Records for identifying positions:
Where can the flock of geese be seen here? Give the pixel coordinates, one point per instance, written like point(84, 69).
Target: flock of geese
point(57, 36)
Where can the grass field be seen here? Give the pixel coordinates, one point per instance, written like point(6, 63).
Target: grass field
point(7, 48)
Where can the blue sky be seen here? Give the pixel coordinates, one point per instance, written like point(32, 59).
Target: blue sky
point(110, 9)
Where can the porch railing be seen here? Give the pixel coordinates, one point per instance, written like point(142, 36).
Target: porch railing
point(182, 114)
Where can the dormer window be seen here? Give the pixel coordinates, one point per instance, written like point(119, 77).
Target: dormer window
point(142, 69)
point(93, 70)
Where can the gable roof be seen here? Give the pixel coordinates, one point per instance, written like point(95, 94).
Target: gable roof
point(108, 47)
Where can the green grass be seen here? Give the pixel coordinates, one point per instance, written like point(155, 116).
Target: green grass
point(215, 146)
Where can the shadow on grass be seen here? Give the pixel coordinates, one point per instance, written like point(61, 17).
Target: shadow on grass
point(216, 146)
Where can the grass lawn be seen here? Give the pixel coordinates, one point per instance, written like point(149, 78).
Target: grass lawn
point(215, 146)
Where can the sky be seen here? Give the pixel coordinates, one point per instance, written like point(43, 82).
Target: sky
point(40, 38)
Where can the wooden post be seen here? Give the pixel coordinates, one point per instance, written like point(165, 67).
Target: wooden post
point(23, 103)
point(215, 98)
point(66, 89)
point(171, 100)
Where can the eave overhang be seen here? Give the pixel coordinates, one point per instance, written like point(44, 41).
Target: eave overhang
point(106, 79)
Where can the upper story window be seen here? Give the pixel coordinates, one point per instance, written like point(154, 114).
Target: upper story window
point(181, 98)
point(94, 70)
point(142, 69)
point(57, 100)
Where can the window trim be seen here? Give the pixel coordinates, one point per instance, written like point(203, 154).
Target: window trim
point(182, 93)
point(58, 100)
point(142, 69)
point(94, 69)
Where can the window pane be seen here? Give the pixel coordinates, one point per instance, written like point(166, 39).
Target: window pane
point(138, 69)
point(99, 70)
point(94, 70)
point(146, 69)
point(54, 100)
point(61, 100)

Task instructions: Reproduce every one of the items above word for word.

Response to the exercise:
Where can the flock of geese be seen here? Give the pixel coordinates, one point per instance, written like point(84, 69).
Target: flock of geese
point(57, 36)
Where can the grass field be seen here? Give the pixel coordinates, one point per instance, written like point(6, 63).
Target: grass field
point(7, 48)
Where can the blue sky be seen here? Give the pixel coordinates, one point per instance, written like point(32, 59).
Target: blue sky
point(110, 9)
Where can the porch railing be seen here? Give the pixel coordinates, one point per instance, written like point(142, 36).
Target: porch railing
point(182, 114)
Where can the dormer window be seen here? Give the pixel coordinates, one point per instance, written like point(119, 77).
Target: dormer window
point(142, 69)
point(93, 70)
Where can the gable roof be seen here? Give the pixel coordinates, one point per instance, written like point(95, 94).
Target: gable roof
point(108, 47)
Where can the green grass be seen here? Give the pixel coordinates, one point per instance, written like point(155, 116).
Target: green grass
point(215, 146)
Where can the shadow on grass be seen here? Give the pixel coordinates, one point per instance, written like point(61, 17).
Target: shadow on grass
point(216, 146)
Where can the grass lawn be seen here? Give the pixel coordinates, one point per instance, written like point(149, 78).
Target: grass lawn
point(215, 146)
Where can the sky be seen here? Give the pixel coordinates, one point per instance, written like point(43, 82).
Target: sky
point(40, 38)
Where can the wooden post be seen here? Give the pixel coordinates, one point per instance, written like point(165, 67).
Target: wooden post
point(23, 103)
point(215, 98)
point(66, 89)
point(171, 100)
Where can the eave overhang be seen here? Give the pixel coordinates, one point per instance, written like point(44, 41).
Target: eave overhang
point(106, 79)
Where can the upper story window be seen here? Give the pixel coordinates, one point per instance, written like point(154, 114).
Target: upper story window
point(181, 98)
point(94, 70)
point(142, 69)
point(57, 100)
Where can the window trim be seen here? Give the pixel coordinates, one point per instance, written like point(203, 154).
Target: window trim
point(182, 93)
point(58, 100)
point(142, 69)
point(94, 69)
Where can the window pane be seen here? Give the pixel coordinates, one point per instance, written like point(166, 39).
Target: window pane
point(138, 69)
point(99, 70)
point(94, 70)
point(146, 69)
point(54, 100)
point(61, 100)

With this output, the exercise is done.